◆ Excerpts of bounding box data

---

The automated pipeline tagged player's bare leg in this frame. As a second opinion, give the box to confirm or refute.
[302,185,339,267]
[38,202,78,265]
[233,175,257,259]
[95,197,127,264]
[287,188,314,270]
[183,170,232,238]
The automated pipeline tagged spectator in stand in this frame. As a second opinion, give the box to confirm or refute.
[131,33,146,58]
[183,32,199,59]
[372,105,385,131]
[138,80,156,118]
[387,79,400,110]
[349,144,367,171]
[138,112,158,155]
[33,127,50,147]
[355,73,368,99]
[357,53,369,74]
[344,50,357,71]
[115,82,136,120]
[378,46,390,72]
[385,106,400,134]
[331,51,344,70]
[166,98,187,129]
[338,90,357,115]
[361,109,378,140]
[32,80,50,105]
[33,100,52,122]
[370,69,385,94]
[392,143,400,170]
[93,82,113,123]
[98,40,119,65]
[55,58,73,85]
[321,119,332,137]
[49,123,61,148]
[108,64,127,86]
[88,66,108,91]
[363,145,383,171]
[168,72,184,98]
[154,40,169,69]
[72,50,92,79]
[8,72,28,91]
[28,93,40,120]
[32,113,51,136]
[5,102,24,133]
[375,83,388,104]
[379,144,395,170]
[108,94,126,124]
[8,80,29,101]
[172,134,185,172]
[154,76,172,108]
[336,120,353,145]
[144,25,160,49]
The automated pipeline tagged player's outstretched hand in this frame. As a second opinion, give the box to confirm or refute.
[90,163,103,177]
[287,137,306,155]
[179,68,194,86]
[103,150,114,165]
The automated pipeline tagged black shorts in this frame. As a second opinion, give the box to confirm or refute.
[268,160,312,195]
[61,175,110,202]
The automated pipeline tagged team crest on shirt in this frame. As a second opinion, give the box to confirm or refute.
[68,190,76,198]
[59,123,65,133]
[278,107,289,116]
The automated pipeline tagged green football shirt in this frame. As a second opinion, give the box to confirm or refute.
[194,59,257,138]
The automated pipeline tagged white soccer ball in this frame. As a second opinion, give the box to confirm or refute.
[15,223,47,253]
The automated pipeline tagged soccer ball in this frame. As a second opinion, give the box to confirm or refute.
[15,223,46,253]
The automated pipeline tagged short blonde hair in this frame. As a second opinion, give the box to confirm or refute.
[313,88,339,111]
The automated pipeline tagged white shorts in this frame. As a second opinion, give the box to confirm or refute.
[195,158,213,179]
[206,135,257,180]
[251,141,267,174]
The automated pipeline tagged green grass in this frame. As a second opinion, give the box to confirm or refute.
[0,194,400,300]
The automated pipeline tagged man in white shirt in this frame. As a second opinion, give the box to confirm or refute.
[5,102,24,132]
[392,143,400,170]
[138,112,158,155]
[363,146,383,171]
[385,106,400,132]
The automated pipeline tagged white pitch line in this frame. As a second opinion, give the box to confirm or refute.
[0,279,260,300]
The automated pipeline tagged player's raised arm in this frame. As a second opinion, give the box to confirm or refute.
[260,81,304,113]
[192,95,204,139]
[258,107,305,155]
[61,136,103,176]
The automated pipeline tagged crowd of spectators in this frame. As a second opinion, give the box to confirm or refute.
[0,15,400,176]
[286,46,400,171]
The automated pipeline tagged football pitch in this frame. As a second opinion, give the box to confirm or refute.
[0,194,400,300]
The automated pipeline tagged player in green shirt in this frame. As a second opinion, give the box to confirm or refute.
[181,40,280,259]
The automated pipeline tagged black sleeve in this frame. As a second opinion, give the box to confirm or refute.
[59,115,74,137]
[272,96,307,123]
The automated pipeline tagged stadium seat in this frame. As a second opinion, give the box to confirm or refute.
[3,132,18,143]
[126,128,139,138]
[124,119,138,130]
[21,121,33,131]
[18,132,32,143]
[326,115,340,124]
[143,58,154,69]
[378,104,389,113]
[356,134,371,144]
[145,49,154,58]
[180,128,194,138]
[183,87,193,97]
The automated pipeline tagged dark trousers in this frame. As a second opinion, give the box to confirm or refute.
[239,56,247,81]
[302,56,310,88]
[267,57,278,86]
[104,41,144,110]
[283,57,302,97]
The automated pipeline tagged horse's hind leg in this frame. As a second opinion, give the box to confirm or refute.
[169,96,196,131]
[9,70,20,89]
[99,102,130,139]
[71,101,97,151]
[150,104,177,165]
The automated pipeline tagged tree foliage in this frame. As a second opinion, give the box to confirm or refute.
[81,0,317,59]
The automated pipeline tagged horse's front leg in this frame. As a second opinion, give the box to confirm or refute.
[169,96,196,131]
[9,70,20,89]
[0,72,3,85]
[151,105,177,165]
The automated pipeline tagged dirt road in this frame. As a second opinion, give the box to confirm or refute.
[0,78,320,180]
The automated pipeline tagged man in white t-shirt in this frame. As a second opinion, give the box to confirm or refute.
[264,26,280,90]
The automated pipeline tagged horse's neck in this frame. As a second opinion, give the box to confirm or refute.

---

Rewrite the material above with "automated pipeline" renamed to "labeling script" everywhere it occurs, leaving everything else unchanged.

◆ EXERCISE OUTPUT
The labeling script tagged player's bare leg in this frame. As a second opinion, give the box to confirm or refute.
[302,185,339,267]
[38,202,78,265]
[233,175,257,259]
[95,197,127,264]
[287,188,314,270]
[183,170,232,238]
The labeling script tagged spectator in stand in this frame. As a second opinion, give the box to confirm or refute.
[131,33,146,58]
[183,32,199,59]
[372,105,385,131]
[138,80,156,118]
[387,79,400,110]
[349,144,367,171]
[138,112,158,155]
[33,127,50,147]
[355,73,368,99]
[357,53,369,74]
[344,50,357,71]
[115,82,136,120]
[378,46,390,72]
[385,106,400,134]
[331,51,344,70]
[166,98,187,129]
[338,90,357,115]
[361,109,378,140]
[32,80,50,105]
[33,100,52,122]
[370,69,385,94]
[392,143,400,170]
[93,82,113,123]
[98,40,119,65]
[55,58,73,85]
[321,119,332,137]
[49,123,61,148]
[108,64,127,86]
[88,66,108,91]
[363,145,383,171]
[168,72,184,98]
[154,40,169,69]
[72,50,92,79]
[8,72,28,91]
[28,93,40,120]
[32,113,51,136]
[5,102,24,133]
[375,83,388,104]
[379,144,395,170]
[108,94,126,124]
[8,80,29,101]
[172,134,185,172]
[154,76,172,108]
[336,120,353,145]
[144,25,160,49]
The labeling script tagged player's outstretched hand in this frame. As a second opinion, give the box to confirm or refute.
[90,163,103,177]
[287,137,306,155]
[179,68,194,86]
[103,150,114,165]
The labeling script tagged black shorts in this frame. As a second opinion, give the box to confirm or refute.
[268,160,312,195]
[61,175,110,202]
The labeling script tagged team crest on shirt in this frame. As a second opinion, give the box to confirm or refute.
[68,190,76,198]
[59,123,65,133]
[278,107,289,116]
The labeling script tagged green football shirt in this frame. As a second opinion, give the box to confirm or refute.
[194,59,257,138]
The labeling script tagged white soccer ball in this frame. As a second opinion, give the box to confirm or refute.
[15,223,47,253]
The labeling script tagged soccer ball in this frame. As a second opinion, give the box to confirm or refute.
[15,223,46,253]
The labeling script tagged short blonde hair in this frame. As a second opinion, give the box to confirm or refute.
[313,88,339,111]
The labeling script tagged white shorts in this frame. As a second opinion, give the box to confirm or refute.
[195,158,213,179]
[206,135,257,180]
[251,141,267,174]
The labeling script tagged green grass in this frame. As a second opinion, give the box to confirm or refute.
[0,194,400,300]
The labeling script tagged man in white shirt in this frame. As a second opinion, give the box to confirm or refute.
[5,102,24,132]
[392,143,400,170]
[138,112,158,155]
[363,146,383,171]
[385,106,400,132]
The labeling script tagged white pitch line in this frame. As a second opinion, give the box to confirm or refute.
[0,279,260,300]
The labeling script tagged player's raised arm in this frame. As a second opinion, give the box to confirm or refute.
[260,81,304,113]
[192,95,204,139]
[258,107,305,155]
[61,136,103,176]
The labeling script tagged crowd of spectators in this frame. As a second opinion, give the box to confirm or refute.
[0,15,400,176]
[286,46,400,171]
The labeling script tagged football pitch in this frame. As a second opinion, give the box to confirm or refute.
[0,194,400,300]
The labeling script tagged player in green shirt in this frame. As a second opinion, give the box to confirm or refute.
[181,40,280,259]
The labeling script tagged black sleeve in this frame. As a second opinion, give the box to confirm or refute.
[59,115,74,137]
[272,96,307,123]
The labeling script tagged stadium seat in this frame. As a second opinion, give the box to confirm or refute.
[3,132,18,143]
[126,128,139,138]
[124,119,138,130]
[21,121,33,131]
[18,132,32,143]
[326,115,340,124]
[143,58,154,69]
[378,104,389,113]
[356,134,371,144]
[145,49,154,58]
[180,128,194,138]
[183,87,193,97]
The labeling script tagged dark trousers in this frame. As a second opinion, give the box to confirm or refute.
[239,56,247,81]
[302,56,310,88]
[267,57,278,86]
[104,41,144,110]
[283,57,302,97]
The labeling script tagged horse's hind leg in this frame. As a second opinion, give the box to confirm or refute.
[169,96,196,131]
[9,70,20,89]
[99,102,130,139]
[71,101,97,151]
[150,104,177,165]
The labeling script tagged tree foliage in this frame. As a second opinion, give the box to confirm or refute.
[81,0,317,59]
The labeling script tagged horse's front leg in this frame. As a second opinion, give the box to confirm or refute.
[169,96,196,131]
[9,70,20,89]
[0,72,3,85]
[151,105,177,165]
The labeling script tagged dirt road in this frame. As a second opinion, give the box to confirm or refute.
[0,78,320,180]
The labeling script tagged man in white t-shirt in this frame. As a second opinion, give the box to confirm or refute.
[264,26,280,90]
The labeling script tagged horse's neck in this frame. As a second opinion, give the box to confirm or refute.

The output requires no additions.